Your task is to repeat the entries underneath exactly, minus the pictures.

--- Excerpted records ---

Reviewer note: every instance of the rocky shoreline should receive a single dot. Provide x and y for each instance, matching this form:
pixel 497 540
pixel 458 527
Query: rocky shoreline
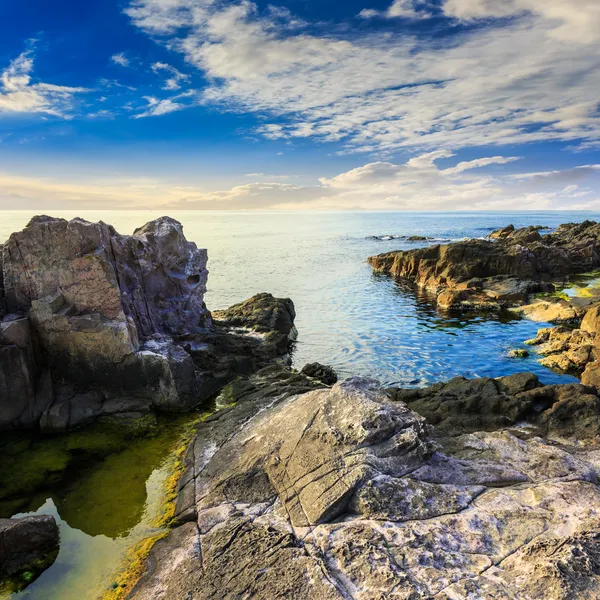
pixel 347 492
pixel 299 486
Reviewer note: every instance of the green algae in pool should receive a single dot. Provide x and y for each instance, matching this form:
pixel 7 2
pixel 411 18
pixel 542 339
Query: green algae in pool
pixel 107 490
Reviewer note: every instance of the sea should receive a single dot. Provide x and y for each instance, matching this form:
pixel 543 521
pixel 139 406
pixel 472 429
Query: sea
pixel 347 317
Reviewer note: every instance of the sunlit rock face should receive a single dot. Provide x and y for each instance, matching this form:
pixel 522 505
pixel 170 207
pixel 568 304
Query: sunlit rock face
pixel 497 273
pixel 90 315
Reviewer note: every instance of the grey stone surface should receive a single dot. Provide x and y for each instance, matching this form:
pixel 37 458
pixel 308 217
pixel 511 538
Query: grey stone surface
pixel 344 493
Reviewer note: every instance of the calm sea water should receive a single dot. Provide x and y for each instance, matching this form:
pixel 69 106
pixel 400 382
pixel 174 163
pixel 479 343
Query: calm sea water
pixel 347 317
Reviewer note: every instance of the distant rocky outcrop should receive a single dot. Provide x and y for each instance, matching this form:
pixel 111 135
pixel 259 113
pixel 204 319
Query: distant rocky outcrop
pixel 95 323
pixel 348 492
pixel 573 350
pixel 498 273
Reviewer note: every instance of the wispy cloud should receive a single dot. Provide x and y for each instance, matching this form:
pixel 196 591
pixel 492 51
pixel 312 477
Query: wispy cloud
pixel 18 94
pixel 418 184
pixel 174 77
pixel 157 107
pixel 501 81
pixel 407 9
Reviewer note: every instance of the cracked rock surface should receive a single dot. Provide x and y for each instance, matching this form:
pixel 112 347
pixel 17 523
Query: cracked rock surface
pixel 305 491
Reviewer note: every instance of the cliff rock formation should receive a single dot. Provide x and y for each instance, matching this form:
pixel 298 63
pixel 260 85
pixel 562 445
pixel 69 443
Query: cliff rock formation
pixel 94 321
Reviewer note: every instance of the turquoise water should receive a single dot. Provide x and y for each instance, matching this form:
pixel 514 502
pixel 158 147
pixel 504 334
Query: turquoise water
pixel 347 317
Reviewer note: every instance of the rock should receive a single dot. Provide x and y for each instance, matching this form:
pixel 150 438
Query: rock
pixel 498 274
pixel 342 493
pixel 501 233
pixel 467 405
pixel 572 350
pixel 323 373
pixel 118 316
pixel 28 546
pixel 471 404
pixel 518 353
pixel 551 310
pixel 262 313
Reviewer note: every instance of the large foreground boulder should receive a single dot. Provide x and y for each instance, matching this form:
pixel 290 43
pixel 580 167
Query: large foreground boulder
pixel 94 319
pixel 498 273
pixel 344 493
pixel 27 547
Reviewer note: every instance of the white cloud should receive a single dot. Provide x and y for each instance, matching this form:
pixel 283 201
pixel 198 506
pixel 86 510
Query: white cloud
pixel 504 82
pixel 157 107
pixel 19 95
pixel 408 9
pixel 570 20
pixel 174 77
pixel 120 59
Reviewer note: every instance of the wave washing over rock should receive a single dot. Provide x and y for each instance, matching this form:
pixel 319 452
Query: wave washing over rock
pixel 302 487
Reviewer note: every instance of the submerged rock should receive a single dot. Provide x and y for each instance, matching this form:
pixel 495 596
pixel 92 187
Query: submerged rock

---

_Output for this exercise_
Reviewer note: every instance of the rocky shoreline should receive a single dot. Provide x and y for each instance, matching this form:
pixel 497 540
pixel 458 527
Query: rocky shoreline
pixel 347 492
pixel 299 486
Reviewer note: every instance of the green algae in pool should receive a single dot. Provide x and y for each instance, matching this form:
pixel 7 2
pixel 411 18
pixel 542 339
Query: green algae in pool
pixel 107 490
Reviewer note: every instance of the sea should receive a single dot. Provide x and y for each instance, matching this form:
pixel 543 521
pixel 139 406
pixel 472 429
Query: sea
pixel 347 317
Reviewer note: every instance of the sunlit rock face should receive a single dot. Provide x and y for each instance, matching this form:
pixel 522 505
pixel 170 207
pixel 568 304
Query: sunlit rock face
pixel 497 273
pixel 90 315
Reviewer note: every instance of the grey stone surface should receive a single dot. Provide x and y for each instance, matching this form:
pixel 37 458
pixel 308 217
pixel 511 538
Query: grey stone surface
pixel 344 493
Reviewer note: every instance of the calm sea water should receive a single dot. Provide x and y for each instance, matching this form:
pixel 69 106
pixel 400 382
pixel 174 163
pixel 479 343
Query: calm sea water
pixel 347 317
Reviewer note: every instance of the distant rocky outcrop should receive a single dot. Provide x and y for each instance, matching this form:
pixel 111 135
pixel 259 113
pixel 204 319
Query: distant rocky outcrop
pixel 95 323
pixel 348 492
pixel 573 350
pixel 498 273
Reviewer note: every instance of the wispy cloud should receive a single dot. Provide x and y for each instance, matching this form:
pixel 196 591
pixel 492 51
pixel 312 477
Query: wispy cloud
pixel 18 94
pixel 418 184
pixel 174 77
pixel 157 107
pixel 501 81
pixel 407 9
Reviewer note: every instance of the cracked rock surface should receive a single dot. Provide x and y for each instance, matching this form:
pixel 112 347
pixel 17 523
Query: cracked rock surface
pixel 305 491
Reviewer note: every instance of the cliff rock formation should receive a single dot. Provide x and y for each instance, matching this form:
pixel 298 63
pixel 260 85
pixel 562 445
pixel 69 443
Query: cliff rock formation
pixel 94 321
Reviewer note: every instance of the turquoise water should receive a single dot. Provide x and y for each instance, matching this form:
pixel 514 502
pixel 158 147
pixel 504 334
Query: turquoise water
pixel 347 317
Reviewer note: every instance of the rock should receive a single dot. Provide x and y for each instance, matching this form:
pixel 150 438
Query: rock
pixel 498 274
pixel 342 493
pixel 501 233
pixel 467 405
pixel 572 350
pixel 323 373
pixel 118 316
pixel 28 546
pixel 471 404
pixel 518 353
pixel 551 310
pixel 262 313
Reviewer note: every instance of the large foreground boulder should receive a single dot. Provide x and y for each instance, matching this form:
pixel 290 43
pixel 580 167
Query: large foreground boulder
pixel 94 319
pixel 498 273
pixel 344 493
pixel 27 547
Reviewer note: every instance of the white cloud should receive a single dot. Provide x and y for each instance, matching this form:
pixel 283 201
pixel 198 506
pixel 86 510
Query: white cloud
pixel 504 82
pixel 157 107
pixel 19 95
pixel 408 9
pixel 570 20
pixel 174 77
pixel 120 59
Reviewer note: every instance of the wave washing over rock should receive a single dot. Provide x and y for each instance, matching this form:
pixel 319 452
Query: wave washing over rock
pixel 302 487
Reviewer note: every instance of the submerged rock should receive a single dot. Provide x and y for each instance, matching this form:
pixel 495 596
pixel 92 187
Query: submerged rock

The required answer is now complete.